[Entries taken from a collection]

━━━━━━━━━━━━━━━━

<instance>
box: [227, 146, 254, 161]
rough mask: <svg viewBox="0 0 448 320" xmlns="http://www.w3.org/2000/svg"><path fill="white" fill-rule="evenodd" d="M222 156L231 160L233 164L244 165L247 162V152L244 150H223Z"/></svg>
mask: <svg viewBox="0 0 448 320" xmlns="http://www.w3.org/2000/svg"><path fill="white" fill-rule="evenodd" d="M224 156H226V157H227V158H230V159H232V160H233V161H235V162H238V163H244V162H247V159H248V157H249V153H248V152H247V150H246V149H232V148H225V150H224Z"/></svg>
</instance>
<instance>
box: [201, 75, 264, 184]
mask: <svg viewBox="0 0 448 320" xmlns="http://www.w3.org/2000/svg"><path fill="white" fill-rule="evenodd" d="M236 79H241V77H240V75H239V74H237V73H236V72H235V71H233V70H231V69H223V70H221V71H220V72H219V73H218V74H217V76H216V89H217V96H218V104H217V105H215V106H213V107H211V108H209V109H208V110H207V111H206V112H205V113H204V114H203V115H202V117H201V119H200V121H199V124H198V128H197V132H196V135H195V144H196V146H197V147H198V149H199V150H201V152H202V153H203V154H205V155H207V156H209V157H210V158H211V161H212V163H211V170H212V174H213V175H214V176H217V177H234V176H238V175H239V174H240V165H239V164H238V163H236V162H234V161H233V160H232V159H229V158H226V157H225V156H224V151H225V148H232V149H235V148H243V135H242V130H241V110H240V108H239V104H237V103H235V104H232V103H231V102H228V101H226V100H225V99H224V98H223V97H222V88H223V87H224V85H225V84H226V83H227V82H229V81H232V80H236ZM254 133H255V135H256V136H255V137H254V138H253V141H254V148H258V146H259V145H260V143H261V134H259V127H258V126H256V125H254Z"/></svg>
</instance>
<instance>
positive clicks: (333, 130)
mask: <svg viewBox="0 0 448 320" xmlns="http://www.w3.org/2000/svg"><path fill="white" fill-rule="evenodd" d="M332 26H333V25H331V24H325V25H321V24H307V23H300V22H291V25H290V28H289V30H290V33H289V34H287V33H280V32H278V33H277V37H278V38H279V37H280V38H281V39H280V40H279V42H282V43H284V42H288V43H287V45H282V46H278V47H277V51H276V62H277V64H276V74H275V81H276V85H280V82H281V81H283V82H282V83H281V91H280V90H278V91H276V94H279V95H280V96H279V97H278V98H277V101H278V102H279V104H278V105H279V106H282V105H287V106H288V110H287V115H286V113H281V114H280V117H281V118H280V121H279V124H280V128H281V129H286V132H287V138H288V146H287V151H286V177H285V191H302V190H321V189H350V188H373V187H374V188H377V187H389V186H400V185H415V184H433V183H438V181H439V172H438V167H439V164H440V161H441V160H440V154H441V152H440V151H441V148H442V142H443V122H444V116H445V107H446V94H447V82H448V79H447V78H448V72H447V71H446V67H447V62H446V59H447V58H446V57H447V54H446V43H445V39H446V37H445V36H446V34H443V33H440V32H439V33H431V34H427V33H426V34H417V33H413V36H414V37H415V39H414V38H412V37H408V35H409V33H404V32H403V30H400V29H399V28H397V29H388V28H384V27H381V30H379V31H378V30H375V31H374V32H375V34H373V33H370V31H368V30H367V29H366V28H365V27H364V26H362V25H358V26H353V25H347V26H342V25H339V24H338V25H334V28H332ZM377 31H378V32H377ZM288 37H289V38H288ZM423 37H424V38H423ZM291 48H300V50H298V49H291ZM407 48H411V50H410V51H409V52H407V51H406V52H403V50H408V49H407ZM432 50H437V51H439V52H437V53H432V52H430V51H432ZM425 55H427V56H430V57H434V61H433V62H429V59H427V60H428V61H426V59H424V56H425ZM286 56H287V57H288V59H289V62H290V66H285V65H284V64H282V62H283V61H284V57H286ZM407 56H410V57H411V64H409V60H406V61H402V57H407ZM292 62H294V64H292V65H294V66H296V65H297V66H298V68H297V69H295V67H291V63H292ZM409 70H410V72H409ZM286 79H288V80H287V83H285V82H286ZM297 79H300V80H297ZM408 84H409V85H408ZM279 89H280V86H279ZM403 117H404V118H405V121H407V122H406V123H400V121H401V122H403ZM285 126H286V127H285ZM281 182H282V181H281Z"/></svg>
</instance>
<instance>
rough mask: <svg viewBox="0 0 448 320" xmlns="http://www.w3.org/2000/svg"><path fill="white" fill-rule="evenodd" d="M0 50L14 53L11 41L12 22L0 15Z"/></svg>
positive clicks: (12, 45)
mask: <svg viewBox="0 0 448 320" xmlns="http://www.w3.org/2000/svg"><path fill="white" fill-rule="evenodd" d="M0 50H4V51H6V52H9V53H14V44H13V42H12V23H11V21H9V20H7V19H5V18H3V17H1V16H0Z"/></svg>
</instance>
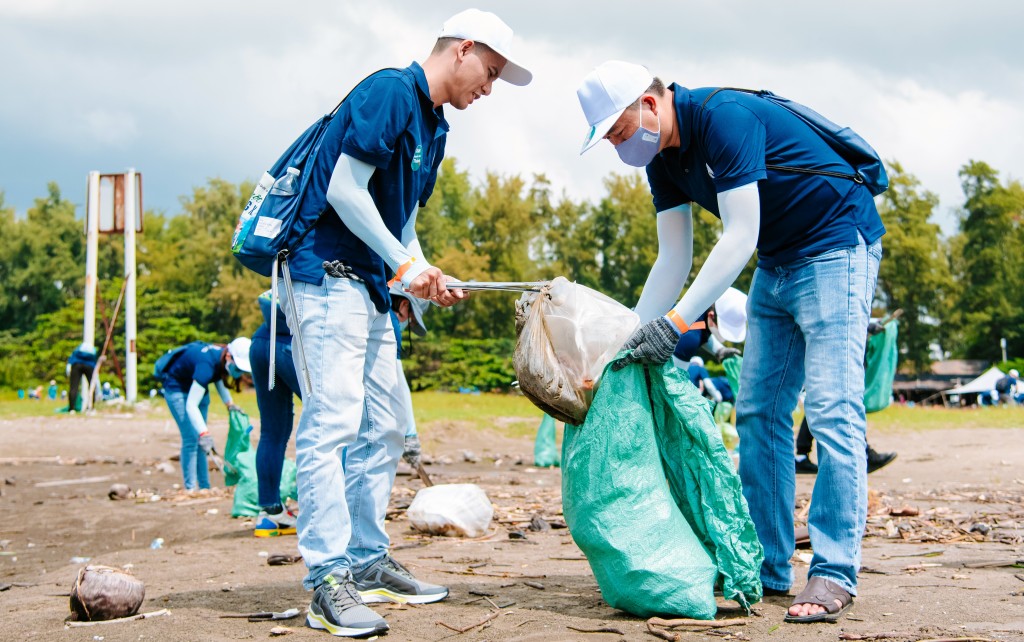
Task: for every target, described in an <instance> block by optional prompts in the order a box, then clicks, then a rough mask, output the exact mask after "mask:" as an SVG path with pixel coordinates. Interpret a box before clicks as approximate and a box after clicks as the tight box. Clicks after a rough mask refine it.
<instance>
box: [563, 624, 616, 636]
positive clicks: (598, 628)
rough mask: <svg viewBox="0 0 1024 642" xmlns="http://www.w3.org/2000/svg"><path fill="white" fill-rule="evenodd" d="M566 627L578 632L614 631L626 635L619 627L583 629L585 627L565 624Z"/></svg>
mask: <svg viewBox="0 0 1024 642" xmlns="http://www.w3.org/2000/svg"><path fill="white" fill-rule="evenodd" d="M565 628H566V629H569V630H571V631H575V632H578V633H614V634H615V635H626V634H625V633H623V632H622V631H620V630H618V629H615V628H614V627H599V628H597V629H583V628H580V627H573V626H571V625H565Z"/></svg>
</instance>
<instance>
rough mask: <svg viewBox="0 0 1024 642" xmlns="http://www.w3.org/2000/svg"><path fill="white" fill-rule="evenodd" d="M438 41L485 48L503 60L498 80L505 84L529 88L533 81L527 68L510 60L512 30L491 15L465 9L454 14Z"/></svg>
mask: <svg viewBox="0 0 1024 642" xmlns="http://www.w3.org/2000/svg"><path fill="white" fill-rule="evenodd" d="M437 37H438V38H461V39H462V40H472V41H474V42H479V43H483V44H485V45H487V46H488V47H490V48H492V49H494V50H495V52H496V53H498V54H499V55H501V56H502V57H504V58H505V60H506V65H505V69H503V70H502V73H501V75H500V76H499V78H501V79H502V80H504V81H505V82H507V83H511V84H513V85H518V86H520V87H522V86H523V85H528V84H529V81H531V80H532V79H534V75H532V74H530V73H529V72H528V71H527V70H526V68H524V67H523V66H521V65H519V63H518V62H516V61H515V60H513V59H512V29H511V28H510V27H509V26H508V25H506V24H505V23H504V22H502V18H500V17H498V16H497V15H495V14H494V13H492V12H490V11H481V10H479V9H466V10H465V11H460V12H459V13H456V14H455V15H453V16H452V17H450V18H449V19H446V20H444V24H443V25H441V33H440V34H438V35H437Z"/></svg>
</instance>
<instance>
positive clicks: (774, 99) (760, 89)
mask: <svg viewBox="0 0 1024 642" xmlns="http://www.w3.org/2000/svg"><path fill="white" fill-rule="evenodd" d="M720 91H742V92H744V93H753V94H755V95H757V96H760V97H762V98H765V99H766V100H770V101H771V102H773V103H775V104H777V105H779V106H780V108H783V109H785V110H786V111H788V112H790V113H791V114H793V115H794V116H796V117H797V118H799V119H800V120H802V121H804V122H805V123H807V125H808V126H809V127H810V128H811V129H813V130H814V132H815V133H816V134H818V135H819V136H821V138H822V139H823V140H824V141H825V142H827V143H828V146H829V147H831V148H833V149H835V151H836V153H837V154H839V155H840V156H841V157H843V160H844V161H846V162H847V163H849V164H850V167H851V168H852V169H853V173H852V174H844V173H842V172H830V171H827V170H819V169H810V168H806V167H787V166H784V165H765V167H767V168H768V169H774V170H781V171H784V172H797V173H800V174H820V175H822V176H835V177H837V178H846V179H849V180H852V181H854V182H856V183H860V184H862V185H864V186H865V187H867V189H868V191H870V192H871V196H874V197H877V196H879V195H880V194H882V192H883V191H885V190H886V189H888V188H889V175H888V174H886V168H885V165H884V164H883V163H882V159H880V158H879V154H878V152H876V151H874V149H873V148H872V147H871V145H869V144H867V141H866V140H864V139H863V138H861V137H860V135H859V134H857V132H855V131H853V130H852V129H850V128H849V127H840V126H839V125H837V124H836V123H834V122H831V121H830V120H828V119H827V118H825V117H824V116H821V115H820V114H818V113H817V112H815V111H814V110H812V109H810V108H808V106H805V105H803V104H800V103H799V102H794V101H793V100H790V99H788V98H783V97H782V96H777V95H775V94H773V93H772V92H770V91H768V90H767V89H760V90H758V89H740V88H739V87H720V88H718V89H716V90H715V91H713V92H711V93H710V94H708V97H707V98H705V101H703V102H702V103H700V106H701V108H702V106H705V105H706V104H708V101H709V100H711V98H712V96H714V95H715V94H717V93H718V92H720Z"/></svg>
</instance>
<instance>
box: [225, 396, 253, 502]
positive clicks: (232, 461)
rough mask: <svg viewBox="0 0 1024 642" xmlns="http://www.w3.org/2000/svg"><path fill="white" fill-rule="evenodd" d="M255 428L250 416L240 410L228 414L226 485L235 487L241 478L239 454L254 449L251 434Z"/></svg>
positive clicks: (226, 443)
mask: <svg viewBox="0 0 1024 642" xmlns="http://www.w3.org/2000/svg"><path fill="white" fill-rule="evenodd" d="M252 430H253V426H252V423H251V422H250V421H249V416H248V415H246V414H245V413H243V412H242V411H240V410H233V409H232V410H230V411H228V413H227V442H226V443H225V444H224V485H225V486H233V485H234V484H237V483H239V480H240V478H241V475H240V472H239V468H238V467H239V463H238V459H239V454H240V453H245V452H246V451H249V450H251V448H252V442H251V441H250V440H249V433H250V432H252Z"/></svg>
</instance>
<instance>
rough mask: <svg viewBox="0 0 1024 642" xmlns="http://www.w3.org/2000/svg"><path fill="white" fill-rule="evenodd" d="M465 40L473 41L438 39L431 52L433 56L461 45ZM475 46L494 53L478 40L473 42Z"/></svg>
mask: <svg viewBox="0 0 1024 642" xmlns="http://www.w3.org/2000/svg"><path fill="white" fill-rule="evenodd" d="M463 40H472V38H452V37H444V38H438V39H437V42H435V43H434V48H433V50H431V51H430V53H431V55H432V54H435V53H440V52H442V51H444V50H445V49H447V48H449V47H451V46H452V45H453V44H457V43H460V42H462V41H463ZM473 44H474V45H475V46H477V47H483V48H484V49H485V50H487V51H494V49H492V48H490V47H488V46H487V45H486V44H484V43H482V42H479V41H477V40H473Z"/></svg>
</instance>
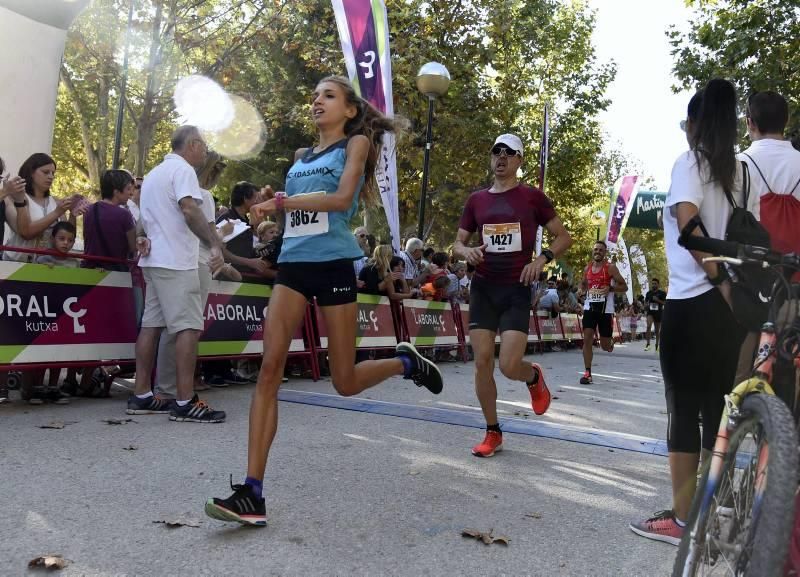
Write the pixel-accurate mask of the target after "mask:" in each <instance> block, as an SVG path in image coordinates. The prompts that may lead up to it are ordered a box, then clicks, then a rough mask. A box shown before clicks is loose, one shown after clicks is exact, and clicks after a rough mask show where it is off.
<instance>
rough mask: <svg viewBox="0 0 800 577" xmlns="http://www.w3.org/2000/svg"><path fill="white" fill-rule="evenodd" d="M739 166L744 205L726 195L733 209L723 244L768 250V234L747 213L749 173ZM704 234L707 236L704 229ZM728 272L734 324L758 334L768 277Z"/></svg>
mask: <svg viewBox="0 0 800 577" xmlns="http://www.w3.org/2000/svg"><path fill="white" fill-rule="evenodd" d="M741 165H742V191H743V193H744V203H743V204H742V206H738V205H737V204H736V201H735V200H734V199H733V195H732V194H731V193H730V192H726V193H725V196H726V197H727V199H728V203H729V204H730V205H731V207H732V208H733V211H732V212H731V217H730V219H729V220H728V227H727V229H726V230H725V240H728V241H731V242H738V243H740V244H750V245H755V246H762V247H766V248H770V238H769V232H767V229H765V228H764V227H763V226H762V225H761V223H760V222H758V220H757V219H756V217H755V216H754V215H753V213H752V212H750V211H749V210H747V203H748V202H747V201H748V199H749V197H750V171H749V170H748V168H747V163H745V162H741ZM703 232H704V234H705V235H706V236H708V233H707V232H705V229H703ZM729 272H730V277H731V297H732V300H733V312H734V314H735V315H736V320H738V321H739V324H741V325H742V326H743V327H745V328H746V329H747V330H749V331H755V332H757V331H760V330H761V325H762V324H763V323H764V321H766V320H767V313H768V312H769V302H768V299H769V295H770V292H771V289H772V279H771V278H770V275H769V273H768V272H767V271H765V270H764V269H763V268H761V267H760V266H759V265H754V264H745V265H742V266H739V267H736V268H735V269H732V270H730V271H729Z"/></svg>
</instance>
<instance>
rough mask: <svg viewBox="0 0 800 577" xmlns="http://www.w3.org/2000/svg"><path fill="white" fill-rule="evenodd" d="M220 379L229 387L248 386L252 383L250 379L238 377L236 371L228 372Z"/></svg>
mask: <svg viewBox="0 0 800 577" xmlns="http://www.w3.org/2000/svg"><path fill="white" fill-rule="evenodd" d="M222 378H223V379H224V380H225V382H226V383H228V384H229V385H249V384H250V383H252V382H253V381H251V380H250V379H248V378H245V377H243V376H241V375H239V374H238V373H236V371H228V374H226V375H224V376H223V377H222Z"/></svg>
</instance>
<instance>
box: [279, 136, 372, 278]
mask: <svg viewBox="0 0 800 577" xmlns="http://www.w3.org/2000/svg"><path fill="white" fill-rule="evenodd" d="M346 148H347V139H342V140H340V141H339V142H337V143H336V144H333V145H331V146H329V147H328V148H326V149H325V150H323V151H321V152H318V153H316V154H315V153H314V149H313V148H309V149H308V150H306V152H305V154H304V155H303V157H302V158H301V159H300V160H298V161H297V162H295V163H294V164H293V165H292V168H290V169H289V174H287V175H286V194H287V196H295V195H298V194H308V193H315V192H321V193H322V192H324V193H325V194H332V193H334V192H336V190H337V189H338V188H339V179H340V178H341V176H342V172H344V165H345V159H346ZM363 185H364V177H363V175H362V176H361V179H360V180H359V181H358V185H357V186H356V191H355V194H354V195H353V203H352V204H351V205H350V208H349V209H348V210H346V211H343V212H328V213H316V212H310V211H303V210H294V211H288V210H287V211H286V223H285V228H284V237H283V247H282V248H281V254H280V257H278V263H284V262H326V261H331V260H341V259H348V260H355V259H359V258H362V257H363V256H364V252H363V251H362V250H361V248H360V247H359V246H358V243H357V242H356V239H355V237H354V236H353V233H352V232H351V231H350V220H351V219H352V218H353V216H354V215H355V213H356V212H357V211H358V195H359V193H360V192H361V187H362V186H363Z"/></svg>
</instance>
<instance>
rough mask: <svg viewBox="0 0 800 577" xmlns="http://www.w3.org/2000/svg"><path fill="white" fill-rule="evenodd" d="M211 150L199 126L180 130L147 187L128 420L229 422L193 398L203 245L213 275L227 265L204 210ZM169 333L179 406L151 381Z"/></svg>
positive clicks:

━━━━━━━━━━━━━━━━

• [YOUR TASK]: Please say how many lines above contain "target", number only.

• [OUTPUT FOR THIS EXERCISE]: 2